*Vorliegender Text:*
Wir brauchen also, liebe Kolleginnen und Kollegen, nach meiner Auffassung keinen blinden Aktionismus, sondern müssen eine ganz klare Analyse über die Auswirkungen der Finanzkrise haben und wir müssen natürlich auch schauen, wie wir dann die reale Wirtschaft in Sachsen stärken können.
Wir haben als Politik die Aufgabe, dass wir natürlich Wirtschafts- und Arbeitsmarkt nicht schlechtreden dürfen. Aber wir haben auch nicht das Mandat, die Lage schönzureden oder schönzufärben; denn es bedarf vielmehr einer klugen Wirtschafts- und Arbeitsmarktpolitik, die auch erwarten lässt, dass man dort differenzierter herangeht und sich genau überlegen muss, an welcher Stelle der Staat mit welchen Summen auch Unterstützungsleistungen zur Verfügung stellt. Deshalb ist es richtig, dass wir auf der Basis des Gutachtens des Sachverständigenrates auf eine konjunkturgerechte Wachstumspolitik setzen und dass wir damit auch gleichzeitig die gesamtwirtschaftliche Nachfragesituation erhöhen. Wir wissen, dass der Freistaat im Moment richtig handelt, dass er Gespräche führt, dass er versucht abzuwägen, ob die Steuergelder bei einer Hilfeleistung richtig angelegt sind. Aber wir dürfen nicht Ursache und Wirkung verkennen und müssen auch die Schuldigen benennen, die für die Krise verantwortlich sind.
Herr Präsident! Meine sehr verehrten Damen und Herren! Es ist unter Wirtschaftsexperten unbestritten, dass die Finanzkrise im nächsten Jahr eine handfeste Wirtschaftskrise zur Folge haben wird mit möglicherweise massiven Auswirkungen auf den Arbeitsmarkt. Von der größten Wirtschaftskrise seit Jahrzehnten ist die Rede. Deshalb, meine Damen und Herren, müssen wir als Politiker auch alles daransetzen, die Auswirkungen auf den Arbeitsmarkt so gering wie möglich zu halten. Es geht also darum, Unternehmen zu stabilisieren, Arbeitsplätze zu sichern und – ich betone das – neue zu schaffen. Vor diesem Hintergrund ist das Mittelstandsstabilisierungsprogramm der Staatsregierung vielleicht gut gemeint, kann aber wahrlich nicht die einzige Antwort auf das Problem sein.

*Gegebene Einträge:*
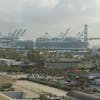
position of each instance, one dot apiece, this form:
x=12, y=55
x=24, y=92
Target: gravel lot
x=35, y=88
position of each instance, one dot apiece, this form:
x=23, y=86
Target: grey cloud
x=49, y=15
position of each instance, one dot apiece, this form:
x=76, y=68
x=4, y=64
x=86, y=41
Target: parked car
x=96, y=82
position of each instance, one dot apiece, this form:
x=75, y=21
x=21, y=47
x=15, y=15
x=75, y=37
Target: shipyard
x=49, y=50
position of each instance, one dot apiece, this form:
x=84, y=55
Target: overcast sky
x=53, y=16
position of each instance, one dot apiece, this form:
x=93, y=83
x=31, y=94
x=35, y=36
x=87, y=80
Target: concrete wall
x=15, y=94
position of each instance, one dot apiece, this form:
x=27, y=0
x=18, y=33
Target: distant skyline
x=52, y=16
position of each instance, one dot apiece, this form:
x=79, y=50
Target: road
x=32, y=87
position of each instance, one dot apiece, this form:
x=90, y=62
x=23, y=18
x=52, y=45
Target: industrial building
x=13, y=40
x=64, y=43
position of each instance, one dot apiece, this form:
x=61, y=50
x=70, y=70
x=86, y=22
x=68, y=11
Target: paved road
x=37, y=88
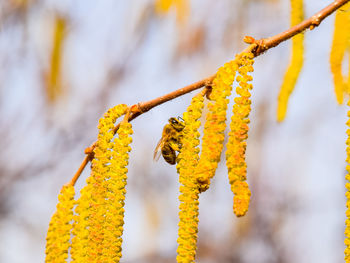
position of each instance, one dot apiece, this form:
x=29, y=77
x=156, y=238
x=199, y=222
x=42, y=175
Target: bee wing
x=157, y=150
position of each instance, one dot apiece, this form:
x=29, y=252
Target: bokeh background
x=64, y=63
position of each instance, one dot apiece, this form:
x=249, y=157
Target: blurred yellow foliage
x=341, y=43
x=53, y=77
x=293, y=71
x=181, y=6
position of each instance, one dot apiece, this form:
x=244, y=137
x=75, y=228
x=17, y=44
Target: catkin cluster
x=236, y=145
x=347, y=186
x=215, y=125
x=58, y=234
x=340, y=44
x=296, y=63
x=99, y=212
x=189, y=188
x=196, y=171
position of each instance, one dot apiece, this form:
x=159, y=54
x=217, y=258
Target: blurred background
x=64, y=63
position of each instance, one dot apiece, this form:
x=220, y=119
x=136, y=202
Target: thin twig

*Die Aufgabe:*
Führen Sie den Redeauszug über die Folgen der Finanzkrise nach seinem letzten Satz weiter.

*Lösung:*
Wenn wir uns dessen Zustandekommen ansehen, darf man auch skeptisch sagen: Der letzte Beschluss des Haushaltsausschusses Anfang Dezember war nicht einmal 24 Stunden alt, da verkündeten Sie, Herr Prof. Unland, dass die Sächsische Staatsregierung ein Mittelstandsstabilisierungsprogramm auflegen wird.
Nein, meine Damen und Herren, wir haben nichts dagegen, den Mittelstand zu stabilisieren. Ja, wir wollen, dass möglichst viele sächsische Unternehmen die Krise überleben. Aber formal wäre sicher angemessen gewesen, den Haushaltsausschuss zu informieren und auch im Parlament darüber zu befinden; denn die Auflage des Programms ist sicherlich nicht die Privatsache eines einzelnen Ministers oder des Kabinetts. Es gehört schlichtweg ins Parlament.
Meine Damen und Herren! Weiterhin kann es sicherlich nicht nur um Bürgschaften gehen, entscheidend sind Investitionen. Wenn man dabei in die vergangenen Haushaltspläne schaut, dann darf man sich angesichts der Selbstbeweihräucherung der Koalition in dieser Frage schon die Augen reiben, denn die Investitionsquote der Staatsregierung lag im letzten Jahr noch bei 26,1 %; es wurden über 4 Milliarden Euro investiert. 2009 sinkt diese Summe um über eine Milliarde Euro, und das halten wir, meine Damen und Herren, für ein fatales Zeichen angesichts der Krise. Es ist alles andere, nur kein Konjunkturprogramm.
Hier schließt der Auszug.